→ **WORK ORDER 1**
From the notes, copy the passage that begins at the words "16. Stalin's letter, n." and stops after the words "to leading posts.".
→ **WORK ORDER 2**
Answer these questions using the notes:
(a) According to note 17, was the policy of the British Communist Party during the general strike in Britain correct?
(b) What page of Stalin's Letters to Molotov, 1925-1936 does note 16 cite?
(c) In note 18, what did Lenin take as his starting-point?
→ **WORK ORDER 3**
Rewrite the paragraph of the notes that begins "17. "Was the policy of the British Communist Party correct" more briefly, keeping its main facts.

16. Stalin's letter, n. 16, in Lih, Naumov, Klevniuk, (Ed.), Stalin's Letters to Molotov, 1925-1936, 1995, p. 108.
17. "Was the policy of the British Communist Party correct during the general strike in Britain? Yes, it was. Why, the, did it not win the following of the millions of workers on strike? Because those masses were not yet convinced of the correctness of the Communist Party's policy. And it is not possible to convince the masses of the correctness of the Part's policy in a short time. Still less is it possible with the help of "revolutionary" gestures. It requires time and unremitting energetic work in exposing the reactionary leaders, in politically educating the backward masses of the working class, in promoting new cadres from the working class to leading posts.
From this it is easy to understand why the power of the reactionary leaders of the working class cannot be destroyed at once, why this requires time and unremitting work in educating the vast masses of the working class. . . . The exposure of reactionary leaders and the political education of the masses must be done by you yourselves, the Communists, and by other political Left-wing leaders, through unremitting work for the political enlightenment of the masses. Only in that way can the work of revolutionising the broad masses of the workers be accelerated." [Josef V. Stalin, The Anglo-Russian Committee (7-8-26), in Works, vol. 8, Moscow, 1948, p. 212-3.]
18. "The question of Lenin's line on the leadership of colonial revolutions. Lenin took as his starting-point the difference between imperialist countries and oppressed countries, between communist policy in imperialist countries and communist policy in colonial countries. Taking this difference as his starting-point, he said, already during the war, that the idea of defending the fatherland, which is unacceptable and counter-revolutionary for communism in imperialist countries, is quite acceptable and legitimate in oppressed countries that are waging a war of liberation against imperialism.

→ **INFORMATION SHOWN**
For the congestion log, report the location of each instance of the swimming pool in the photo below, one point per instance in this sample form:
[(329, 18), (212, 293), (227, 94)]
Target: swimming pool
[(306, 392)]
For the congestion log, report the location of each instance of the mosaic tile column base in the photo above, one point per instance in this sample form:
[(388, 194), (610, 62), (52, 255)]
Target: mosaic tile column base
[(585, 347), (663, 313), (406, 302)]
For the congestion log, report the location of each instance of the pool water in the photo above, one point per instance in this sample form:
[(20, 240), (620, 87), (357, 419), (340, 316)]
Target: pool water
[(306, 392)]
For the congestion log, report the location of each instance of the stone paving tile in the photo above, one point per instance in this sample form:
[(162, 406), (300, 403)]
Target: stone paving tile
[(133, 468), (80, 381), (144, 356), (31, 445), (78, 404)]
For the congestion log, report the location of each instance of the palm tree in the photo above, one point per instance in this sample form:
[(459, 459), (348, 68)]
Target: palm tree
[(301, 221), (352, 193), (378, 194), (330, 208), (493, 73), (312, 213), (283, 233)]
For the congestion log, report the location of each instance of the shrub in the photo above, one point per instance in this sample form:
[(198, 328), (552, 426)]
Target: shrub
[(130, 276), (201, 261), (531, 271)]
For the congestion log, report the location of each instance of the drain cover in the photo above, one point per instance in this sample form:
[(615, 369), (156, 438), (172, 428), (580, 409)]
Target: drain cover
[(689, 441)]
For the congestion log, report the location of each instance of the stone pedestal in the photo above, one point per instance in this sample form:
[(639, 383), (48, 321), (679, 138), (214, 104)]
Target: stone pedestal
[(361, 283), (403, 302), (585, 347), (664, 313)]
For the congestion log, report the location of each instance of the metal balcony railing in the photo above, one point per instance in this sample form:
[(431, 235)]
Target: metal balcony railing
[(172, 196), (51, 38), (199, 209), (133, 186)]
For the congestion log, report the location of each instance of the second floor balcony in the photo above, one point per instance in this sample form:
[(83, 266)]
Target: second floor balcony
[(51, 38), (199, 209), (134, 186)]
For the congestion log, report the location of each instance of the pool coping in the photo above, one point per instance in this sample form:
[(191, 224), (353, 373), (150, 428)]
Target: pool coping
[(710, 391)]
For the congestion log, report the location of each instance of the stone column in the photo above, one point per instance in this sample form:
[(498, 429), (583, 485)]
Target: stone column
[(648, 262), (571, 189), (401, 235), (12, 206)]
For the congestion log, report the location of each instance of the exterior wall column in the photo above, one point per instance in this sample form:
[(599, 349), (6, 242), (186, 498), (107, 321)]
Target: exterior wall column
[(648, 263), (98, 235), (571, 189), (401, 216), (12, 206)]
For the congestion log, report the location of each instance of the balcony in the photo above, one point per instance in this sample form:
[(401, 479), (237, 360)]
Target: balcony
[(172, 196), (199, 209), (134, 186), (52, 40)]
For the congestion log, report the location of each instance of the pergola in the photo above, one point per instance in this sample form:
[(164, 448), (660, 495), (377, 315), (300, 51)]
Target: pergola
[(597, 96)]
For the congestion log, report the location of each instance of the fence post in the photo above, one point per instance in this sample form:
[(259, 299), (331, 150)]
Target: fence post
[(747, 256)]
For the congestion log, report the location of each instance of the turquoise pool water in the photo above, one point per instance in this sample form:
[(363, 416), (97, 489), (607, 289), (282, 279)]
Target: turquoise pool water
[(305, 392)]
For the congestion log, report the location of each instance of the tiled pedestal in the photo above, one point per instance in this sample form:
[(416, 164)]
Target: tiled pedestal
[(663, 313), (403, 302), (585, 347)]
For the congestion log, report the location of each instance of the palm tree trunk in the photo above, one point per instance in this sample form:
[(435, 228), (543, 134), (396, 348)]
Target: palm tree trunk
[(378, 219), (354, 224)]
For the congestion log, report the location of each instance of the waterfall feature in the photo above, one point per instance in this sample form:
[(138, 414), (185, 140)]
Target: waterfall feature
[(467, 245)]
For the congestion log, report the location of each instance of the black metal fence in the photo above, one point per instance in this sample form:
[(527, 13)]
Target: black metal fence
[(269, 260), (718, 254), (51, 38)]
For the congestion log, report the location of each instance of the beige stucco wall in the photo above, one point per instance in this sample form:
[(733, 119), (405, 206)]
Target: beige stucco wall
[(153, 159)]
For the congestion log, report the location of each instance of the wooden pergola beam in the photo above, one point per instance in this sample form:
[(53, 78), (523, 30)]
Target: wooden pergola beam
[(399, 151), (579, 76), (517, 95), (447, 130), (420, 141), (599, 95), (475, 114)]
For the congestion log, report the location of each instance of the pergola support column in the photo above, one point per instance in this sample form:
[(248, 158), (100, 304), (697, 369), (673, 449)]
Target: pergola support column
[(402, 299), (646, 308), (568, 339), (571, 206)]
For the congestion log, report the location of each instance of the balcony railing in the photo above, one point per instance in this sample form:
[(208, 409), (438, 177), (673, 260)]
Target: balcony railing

→ **EXERCISE OUTPUT 1**
16. Stalin's letter, n. 16, in Lih, Naumov, Klevniuk, (Ed.), Stalin's Letters to Molotov, 1925-1936, 1995, p. 108.
17. "Was the policy of the British Communist Party correct during the general strike in Britain? Yes, it was. Why, the, did it not win the following of the millions of workers on strike? Because those masses were not yet convinced of the correctness of the Communist Party's policy. And it is not possible to convince the masses of the correctness of the Part's policy in a short time. Still less is it possible with the help of "revolutionary" gestures. It requires time and unremitting energetic work in exposing the reactionary leaders, in politically educating the backward masses of the working class, in promoting new cadres from the working class to leading posts.

→ **EXERCISE OUTPUT 2**
(a) Yes, it was.
(b) Page 108.
(c) The difference between imperialist countries and oppressed countries, and between communist policy in imperialist countries and communist policy in colonial countries.

→ **EXERCISE OUTPUT 3**
Note 17 states that the British Communist Party's policy during the general strike in Britain was correct. It did not win the following of the millions of striking workers because those masses were not yet convinced that the policy was correct. Convincing the masses cannot happen in a short time, and "revolutionary" gestures make it even less possible. It takes time and unremitting energetic work: exposing the reactionary leaders, politically educating the backward masses of the working class, and promoting new cadres from the working class to leading posts.